[WRITTEN REQUEST]:
Copy out every line of the records below word for word, leaving the pictures out of your answer.

═══ DATA SUPPLIED

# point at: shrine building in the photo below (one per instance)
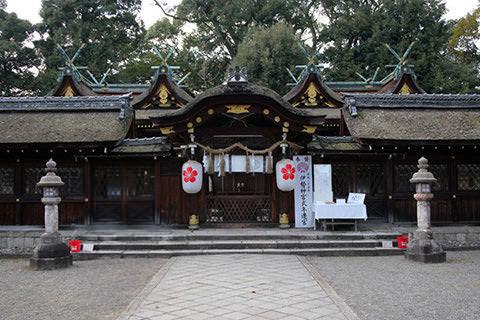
(120, 149)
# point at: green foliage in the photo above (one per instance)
(358, 30)
(16, 59)
(463, 44)
(109, 29)
(266, 52)
(222, 25)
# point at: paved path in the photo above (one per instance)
(238, 287)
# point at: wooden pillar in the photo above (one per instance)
(389, 190)
(123, 177)
(87, 193)
(18, 192)
(452, 184)
(157, 191)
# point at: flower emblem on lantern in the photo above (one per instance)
(288, 172)
(189, 175)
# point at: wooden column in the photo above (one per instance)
(389, 189)
(18, 192)
(87, 193)
(123, 176)
(157, 192)
(452, 184)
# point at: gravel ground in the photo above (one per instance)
(394, 288)
(94, 289)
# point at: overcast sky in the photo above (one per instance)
(28, 9)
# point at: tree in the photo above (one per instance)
(17, 59)
(109, 30)
(266, 52)
(463, 44)
(222, 25)
(359, 29)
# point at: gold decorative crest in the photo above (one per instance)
(405, 89)
(68, 92)
(309, 129)
(167, 130)
(237, 109)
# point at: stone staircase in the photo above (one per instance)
(257, 241)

══════

[FINISHED EXERCISE]:
# point at: shrine building in the photo below (one per instance)
(120, 149)
# point at: green foliage in the photo above (one per instance)
(358, 30)
(16, 59)
(463, 44)
(109, 29)
(266, 52)
(222, 25)
# point at: paved path in the photo above (one per instance)
(238, 287)
# point at: wooden pillar in the photo above (one per instance)
(389, 190)
(123, 177)
(87, 193)
(18, 192)
(452, 184)
(157, 191)
# point at: flower emblem on lantern in the photo above (one per instance)
(288, 172)
(189, 175)
# point at: wooden column in the photo above (one per instance)
(389, 189)
(18, 192)
(87, 193)
(123, 176)
(157, 192)
(452, 184)
# point at: gravel ground in the photo above (one per instance)
(394, 288)
(94, 289)
# point at: overcast sky in the photo above (one per instance)
(28, 9)
# point at: tree in the photo above (one per instance)
(17, 59)
(109, 30)
(266, 52)
(463, 44)
(222, 25)
(359, 29)
# point at: gold decorative crest in the photo above (one per instance)
(405, 89)
(68, 92)
(309, 129)
(167, 130)
(237, 109)
# point at: stone staircase in the photo above (one per instance)
(257, 241)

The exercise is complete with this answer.